*** Record extracts ***
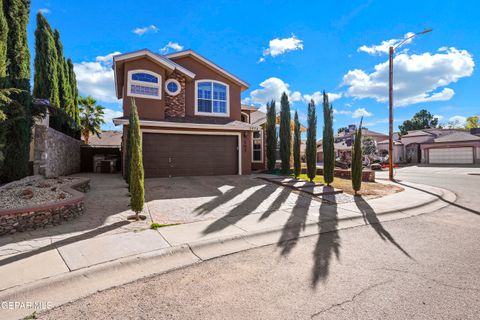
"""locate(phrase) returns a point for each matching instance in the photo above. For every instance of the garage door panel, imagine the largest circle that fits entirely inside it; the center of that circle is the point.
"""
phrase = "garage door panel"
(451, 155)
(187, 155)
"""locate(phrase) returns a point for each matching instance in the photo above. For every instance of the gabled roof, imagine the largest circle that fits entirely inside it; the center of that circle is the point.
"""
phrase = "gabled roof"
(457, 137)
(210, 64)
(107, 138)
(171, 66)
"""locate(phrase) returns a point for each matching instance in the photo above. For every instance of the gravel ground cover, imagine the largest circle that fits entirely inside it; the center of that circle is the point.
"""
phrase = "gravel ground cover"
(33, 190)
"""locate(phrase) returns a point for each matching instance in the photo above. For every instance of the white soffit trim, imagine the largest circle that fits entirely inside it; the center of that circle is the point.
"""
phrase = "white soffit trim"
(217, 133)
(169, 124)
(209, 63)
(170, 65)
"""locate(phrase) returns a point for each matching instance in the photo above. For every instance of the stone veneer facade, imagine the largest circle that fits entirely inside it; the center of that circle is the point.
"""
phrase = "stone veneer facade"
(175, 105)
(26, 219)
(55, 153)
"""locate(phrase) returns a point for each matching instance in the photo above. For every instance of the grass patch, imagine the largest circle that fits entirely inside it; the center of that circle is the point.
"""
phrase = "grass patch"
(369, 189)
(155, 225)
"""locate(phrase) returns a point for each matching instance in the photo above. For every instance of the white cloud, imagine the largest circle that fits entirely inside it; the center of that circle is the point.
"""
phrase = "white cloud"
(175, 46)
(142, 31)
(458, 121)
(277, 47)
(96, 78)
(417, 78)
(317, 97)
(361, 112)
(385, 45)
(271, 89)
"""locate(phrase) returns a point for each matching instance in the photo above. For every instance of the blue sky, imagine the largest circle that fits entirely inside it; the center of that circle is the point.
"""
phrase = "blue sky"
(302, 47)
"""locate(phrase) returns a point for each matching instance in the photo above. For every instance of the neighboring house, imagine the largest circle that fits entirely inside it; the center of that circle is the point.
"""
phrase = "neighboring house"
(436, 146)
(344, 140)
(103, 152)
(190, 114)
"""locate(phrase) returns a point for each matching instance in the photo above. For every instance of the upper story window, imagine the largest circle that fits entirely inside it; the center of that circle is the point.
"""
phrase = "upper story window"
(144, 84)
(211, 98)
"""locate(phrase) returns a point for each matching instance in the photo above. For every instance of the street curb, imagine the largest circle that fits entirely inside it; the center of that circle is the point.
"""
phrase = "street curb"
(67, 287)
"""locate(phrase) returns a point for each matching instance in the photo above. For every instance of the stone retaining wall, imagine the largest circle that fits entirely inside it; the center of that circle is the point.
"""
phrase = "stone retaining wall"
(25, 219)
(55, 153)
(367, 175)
*** End of Record extracts ***
What is required |
Images are to be excluded, and each record above written out word for word.

Expected answer |
"""locate(phrase) returns a point for each matching instance in the photo above. For every instance of the garage door panel, imagine the largest circle that fits entirely inside it; the center of that circle is the point.
"""
phrase = "garage door panel"
(451, 155)
(187, 155)
"""locate(phrase) returns a point for each matching instance in the photo above. For every instance of the gabled roof, imagine the largest circle that fits entirely inside it; the center of that circle is the point.
"""
phrase = "gabled roof"
(457, 137)
(210, 64)
(107, 138)
(171, 66)
"""locate(phrase) returns a point for each matching instance in the photo above. For every instance of the gravel ground cover, imagine the largest circle that fits entirely inside it; the center of that circle is the point.
"""
phrase = "gravel ground cover"
(33, 190)
"""locate(phrase) returns a point for each matching instance in the photo above. For every instance of the white soffit trim, imagine the largest circle that fits entirely inside it; the center of that circle is the point.
"""
phrase = "white soffit trim"
(217, 133)
(169, 124)
(209, 63)
(170, 65)
"""locate(phrase) returns a point for each matching instance in the photo above. For every instance of the stone veneer facade, imagine the largest circle that fits entirely inside it; the center of that circle is the point.
"""
phrase = "stone veneer facade"
(175, 105)
(26, 219)
(55, 153)
"""locate(phrase) returns a point for each matching instance in the photo above. For every instance of the grass patch, imagine the largest circle that fits entirely inside it; the center of that circle is the point.
"""
phrase = "grass patch"
(369, 189)
(155, 225)
"""locate(phrase) returns a point for each matching instance in the photo above. For every instance of the white cloud, imagine the largest circle that fits entirely inside it; the center of that circle is the point.
"""
phrase = "white cloud"
(175, 46)
(142, 31)
(458, 121)
(277, 47)
(96, 78)
(417, 78)
(317, 97)
(361, 112)
(385, 45)
(271, 89)
"""locate(phrase) returns a point for each matching instance in the photo above. For every instance of the blue sky, imagine the largest circle that fits entirely inside it; the center of that circle is the point.
"""
phrase = "blue sky"
(302, 47)
"""locate(phrase) returns a point for each matching instance in the photo above. For every instance of the neighboring house, imagine the largest circle that fits entirely inside it; the center of that circle is the point.
"""
phrase = "neighboring house"
(436, 146)
(344, 140)
(103, 152)
(190, 114)
"""locate(phrase) returns a point for each matching instance in the photo above. For every instance of the upper story window, imagine the largest circle that fits entirely inside it; the center of that circle is the point.
"""
phrase = "upper story window"
(144, 84)
(211, 98)
"""locate(phrase) returns a point for each matching instance in the photo above. For every instance of the street curb, imagine the largest circle that fits entirely inside it; the center of that circle is the point.
"""
phrase = "street curb"
(67, 287)
"""locate(phrase) returns a point for each matching instance in the photo above. For every instance of the stone retaining wall, imagine the largest circle that fits entirely inside it; the center of that circle is the point.
"""
phrase = "stone retaining wall"
(25, 219)
(55, 153)
(367, 175)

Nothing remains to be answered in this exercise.